_AIM OF THE EXERCISE_. Update the items below by changing every "integer pixel coordinates" to "whole-number pixel coordinates" and keeping everything else the same.

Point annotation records
------------------------------------------------------------

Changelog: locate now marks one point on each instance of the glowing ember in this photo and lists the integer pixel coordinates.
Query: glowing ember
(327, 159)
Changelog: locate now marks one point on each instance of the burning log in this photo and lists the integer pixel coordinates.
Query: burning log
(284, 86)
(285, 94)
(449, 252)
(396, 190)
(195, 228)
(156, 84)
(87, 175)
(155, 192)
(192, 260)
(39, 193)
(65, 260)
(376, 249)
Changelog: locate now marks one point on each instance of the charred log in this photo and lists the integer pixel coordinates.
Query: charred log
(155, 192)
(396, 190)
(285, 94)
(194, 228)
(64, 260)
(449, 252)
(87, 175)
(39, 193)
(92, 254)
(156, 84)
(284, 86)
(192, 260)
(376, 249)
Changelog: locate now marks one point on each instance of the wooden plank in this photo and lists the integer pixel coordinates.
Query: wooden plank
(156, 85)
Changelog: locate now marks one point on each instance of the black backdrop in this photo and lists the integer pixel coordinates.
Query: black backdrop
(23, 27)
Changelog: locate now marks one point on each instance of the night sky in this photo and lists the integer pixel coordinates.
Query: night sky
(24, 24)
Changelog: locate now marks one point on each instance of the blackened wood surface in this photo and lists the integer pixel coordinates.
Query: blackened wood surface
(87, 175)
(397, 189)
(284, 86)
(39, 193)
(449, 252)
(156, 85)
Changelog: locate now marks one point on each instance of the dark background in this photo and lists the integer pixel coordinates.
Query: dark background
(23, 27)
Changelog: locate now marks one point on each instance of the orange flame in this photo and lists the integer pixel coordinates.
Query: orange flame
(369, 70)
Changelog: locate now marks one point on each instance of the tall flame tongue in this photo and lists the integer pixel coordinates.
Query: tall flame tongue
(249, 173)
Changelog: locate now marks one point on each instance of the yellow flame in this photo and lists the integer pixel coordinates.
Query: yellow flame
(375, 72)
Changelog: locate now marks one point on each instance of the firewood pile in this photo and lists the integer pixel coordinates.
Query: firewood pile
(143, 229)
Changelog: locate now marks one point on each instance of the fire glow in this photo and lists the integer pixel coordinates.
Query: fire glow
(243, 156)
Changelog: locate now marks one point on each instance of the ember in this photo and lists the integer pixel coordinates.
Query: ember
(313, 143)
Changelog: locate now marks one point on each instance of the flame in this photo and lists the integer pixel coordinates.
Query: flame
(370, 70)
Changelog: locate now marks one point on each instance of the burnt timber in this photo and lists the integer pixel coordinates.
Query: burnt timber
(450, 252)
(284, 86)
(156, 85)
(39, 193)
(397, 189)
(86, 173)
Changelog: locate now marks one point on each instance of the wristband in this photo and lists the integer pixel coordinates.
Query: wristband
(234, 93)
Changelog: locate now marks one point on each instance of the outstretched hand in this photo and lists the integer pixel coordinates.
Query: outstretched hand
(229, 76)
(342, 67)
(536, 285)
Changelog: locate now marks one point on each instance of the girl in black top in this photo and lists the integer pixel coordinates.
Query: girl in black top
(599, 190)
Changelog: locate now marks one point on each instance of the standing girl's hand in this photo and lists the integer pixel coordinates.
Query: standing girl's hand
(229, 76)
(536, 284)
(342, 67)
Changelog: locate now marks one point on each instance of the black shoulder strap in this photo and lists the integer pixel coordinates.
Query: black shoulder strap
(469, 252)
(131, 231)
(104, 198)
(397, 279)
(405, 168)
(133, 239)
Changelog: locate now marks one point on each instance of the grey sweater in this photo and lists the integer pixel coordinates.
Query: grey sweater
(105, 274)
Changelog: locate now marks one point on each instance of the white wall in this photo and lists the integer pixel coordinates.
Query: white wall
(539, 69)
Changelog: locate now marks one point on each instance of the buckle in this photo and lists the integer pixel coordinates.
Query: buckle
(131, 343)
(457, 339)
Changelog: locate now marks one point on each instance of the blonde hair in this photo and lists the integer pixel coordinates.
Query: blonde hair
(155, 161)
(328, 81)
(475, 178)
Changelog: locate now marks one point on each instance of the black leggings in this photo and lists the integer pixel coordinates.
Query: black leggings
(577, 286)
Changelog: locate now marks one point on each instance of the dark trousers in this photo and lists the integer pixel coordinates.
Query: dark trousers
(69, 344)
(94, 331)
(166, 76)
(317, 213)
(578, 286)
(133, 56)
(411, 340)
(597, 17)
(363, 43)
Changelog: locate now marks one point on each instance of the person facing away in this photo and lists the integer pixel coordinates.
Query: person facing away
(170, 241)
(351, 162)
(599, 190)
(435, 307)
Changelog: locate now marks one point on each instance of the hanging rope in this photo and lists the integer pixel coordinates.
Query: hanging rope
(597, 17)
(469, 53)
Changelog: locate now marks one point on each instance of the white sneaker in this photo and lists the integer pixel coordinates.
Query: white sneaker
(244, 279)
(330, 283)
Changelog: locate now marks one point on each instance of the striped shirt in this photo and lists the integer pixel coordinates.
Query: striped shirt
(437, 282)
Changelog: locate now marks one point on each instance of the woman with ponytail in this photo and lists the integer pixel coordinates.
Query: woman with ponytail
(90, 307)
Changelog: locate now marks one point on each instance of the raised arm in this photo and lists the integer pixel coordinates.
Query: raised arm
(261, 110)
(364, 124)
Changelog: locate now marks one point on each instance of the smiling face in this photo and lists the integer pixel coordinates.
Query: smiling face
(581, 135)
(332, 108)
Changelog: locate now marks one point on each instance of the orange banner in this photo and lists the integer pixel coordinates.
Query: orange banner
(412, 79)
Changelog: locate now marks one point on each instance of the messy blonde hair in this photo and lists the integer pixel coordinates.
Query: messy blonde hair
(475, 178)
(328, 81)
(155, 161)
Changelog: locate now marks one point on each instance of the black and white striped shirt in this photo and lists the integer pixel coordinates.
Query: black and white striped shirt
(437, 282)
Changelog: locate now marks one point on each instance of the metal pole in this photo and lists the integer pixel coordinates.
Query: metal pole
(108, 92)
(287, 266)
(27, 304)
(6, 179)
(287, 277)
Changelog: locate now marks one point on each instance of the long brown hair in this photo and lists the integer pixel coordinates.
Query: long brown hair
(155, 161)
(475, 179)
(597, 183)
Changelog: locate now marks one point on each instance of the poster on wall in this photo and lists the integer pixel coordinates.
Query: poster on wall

------------------------------------------------------------

_CORRECT RESPONSE_.
Changelog: locate now marks one point on each instance of the glowing ember in this photo and lists the whole-number pixel coordinates.
Query: glowing ember
(327, 159)
Changelog: locate now marks one point on each instance of the burning log in this photo and lists the whole-number pixel coordinates.
Query: burning log
(284, 86)
(285, 94)
(449, 252)
(396, 190)
(195, 228)
(156, 84)
(87, 175)
(155, 192)
(192, 260)
(39, 193)
(65, 260)
(376, 249)
Changelog: locate now marks one point on each instance of the charred log in this photo and lists the whole-number pixel coordinates.
Query: charred log
(155, 192)
(396, 190)
(285, 94)
(194, 228)
(64, 260)
(449, 252)
(87, 175)
(39, 193)
(92, 254)
(156, 84)
(284, 86)
(192, 260)
(376, 249)
Changelog: locate now marks one point on each instance of the wooden plank in this photo and lists the whole-number pixel coordinates.
Query: wooden plank
(156, 85)
Changelog: locate now marks one point on each instance of the black backdrop in this photo and lists the whole-number pixel coordinates.
Query: black backdrop
(23, 27)
Changelog: locate now marks one point on each instance of the night sky in this photo and lists the whole-number pixel coordinates.
Query: night sky
(24, 24)
Changelog: locate now marks one point on each instance of the blackened wood surface in this photo and lists the whole-number pixel coordinates.
Query: blackened wood surface
(87, 175)
(397, 189)
(284, 86)
(39, 193)
(449, 252)
(156, 85)
Changelog: locate now marks one point on each instance of the dark background in this photo and lists the whole-number pixel coordinates.
Query: dark background
(23, 27)
Changelog: locate now marks one point on each instance of the orange flame in this photo and lists the whole-number pixel coordinates.
Query: orange flame
(369, 70)
Changelog: locate now marks one point on each instance of the tall flame tongue in this photo and lists the whole-number pixel coordinates.
Query: tall flame tongue
(249, 173)
Changelog: locate now marks one point on each instance of the yellow flame in this photo and lists the whole-number pixel coordinates.
Query: yellow flame
(375, 72)
Changelog: locate now marks one point on each instance of the firewood pile in this photo and lists the whole-number pixel coordinates.
Query: firewood pile
(143, 229)
Changelog: locate now marks one point on each instance of the fire glow in this photo and lists the whole-number pixel coordinates.
Query: fire glow
(243, 156)
Changelog: locate now marks one point on each instance of the ember in this photo and lists the whole-number pixel coordinates.
Query: ember
(313, 143)
Changelog: locate now marks one point on each instance of the flame in this photo and lists the whole-number pixel coordinates.
Query: flame
(370, 70)
Changelog: locate now marks one point on each instance of the burnt timber in this photo and lists the whole-number pixel coordinates.
Query: burnt timber
(450, 252)
(284, 86)
(156, 85)
(39, 193)
(397, 189)
(86, 173)
Changelog: locate now marks one point on each instance of the wristband in this photo and lists the whole-number pixel coordinates.
Query: wristband
(234, 93)
Changelog: locate now marks one point on each instance of the outstretched hand in this photo and lists the whole-number pixel coordinates.
Query: outstretched hand
(229, 76)
(342, 67)
(536, 285)
Changelog: locate now marks one point on each instance of the girl in black top in this photo and lists the whole-number pixel coordinates.
Query: girl in black top
(599, 190)
Changelog: locate now marks one point on each instance of the standing girl's hand in this photo and lists the whole-number pixel coordinates.
Query: standing girl's hand
(229, 76)
(536, 284)
(342, 67)
Changelog: locate now marks one point on each instance of the black shoulder strap in this photo and lists the whole-number pixel coordinates.
Query: black shoulder strap
(469, 252)
(131, 231)
(104, 198)
(397, 279)
(405, 168)
(133, 239)
Changelog: locate now marks one point on each instance of the grey sweater in this photo and lists the whole-number pixel coordinates.
Query: grey sweater
(105, 274)
Changelog: locate now marks one point on each instance of the white wall in this photo and lists the whole-number pixel coordinates.
Query: white wall
(539, 69)
Changelog: locate now marks one point on each instance of the buckle in this photo and lists the whole-number pixel coordinates.
Query: buckle
(131, 343)
(457, 339)
Changelog: locate now marks one point on each instance of the blonde hair in this photo and lists the whole-number pixel coordinates.
Query: blonde hair
(155, 161)
(328, 81)
(475, 178)
Changelog: locate now marks one point on each instance of the black leggings in this photo and lists the whole-number pixel coordinates.
Query: black leggings
(577, 286)
Changelog: locate now marks one point on each instance of the dark trousers in this photo and lists the whole-number pixel coordinates.
Query: dark trousers
(69, 344)
(94, 331)
(166, 76)
(317, 213)
(578, 286)
(133, 56)
(411, 340)
(597, 17)
(363, 43)
Changelog: locate now marks one point on each instance of the person facing away in this photo and lists the whole-number pixel coordinates.
Query: person facing away
(170, 241)
(351, 162)
(599, 190)
(435, 307)
Changelog: locate now marks one point on each instance of the hanging rope in this photo and lists the whole-number pixel coordinates.
Query: hanging rope
(597, 17)
(469, 53)
Changelog: locate now marks one point on each instance of the white sneaker in this photo and lists the whole-number pixel coordinates.
Query: white sneaker
(244, 279)
(330, 283)
Changelog: locate now marks one point on each instance of the striped shirt in this photo and lists the whole-number pixel coordinates.
Query: striped shirt
(437, 282)
Changelog: locate now marks one point on each instance of the woman with ponytail in this photo and lists the whole-number pixel coordinates.
Query: woman with ponytail
(90, 307)
Changelog: locate now marks one point on each instance of the raised arm in this photo and lists the whole-number pixel coordinates.
Query: raised arm
(261, 110)
(364, 124)
Changelog: locate now marks one point on each instance of the smiling face in this photo and lists the whole-number pixel coordinates.
Query: smiling face
(581, 135)
(332, 108)
Changelog: locate now marks one point on each instance of the orange banner in this photo and lists the whole-number pixel coordinates.
Query: orange banner
(412, 79)
Changelog: locate now marks one point on each instance of the messy blonde hair in this photo and lists the whole-number pixel coordinates.
Query: messy blonde hair
(475, 178)
(328, 81)
(155, 161)
Changelog: locate now marks one point on each instance of the black and white striped shirt in this photo and lists the whole-number pixel coordinates.
Query: black and white striped shirt
(437, 282)
Changelog: locate now marks one point on each instance of the metal pole in this photo and lists the whole-number pixel coordinates.
Query: metal pole
(108, 92)
(287, 266)
(27, 304)
(6, 179)
(287, 277)
Changelog: locate now marks one point on each instance of the long brown hair in this photo and lists the whole-number pixel coordinates.
Query: long brown hair
(155, 161)
(475, 179)
(597, 183)
Changelog: locate now marks one point on each instance of the poster on wall in this photo and lists the whole-number pixel coordinates.
Query: poster on wall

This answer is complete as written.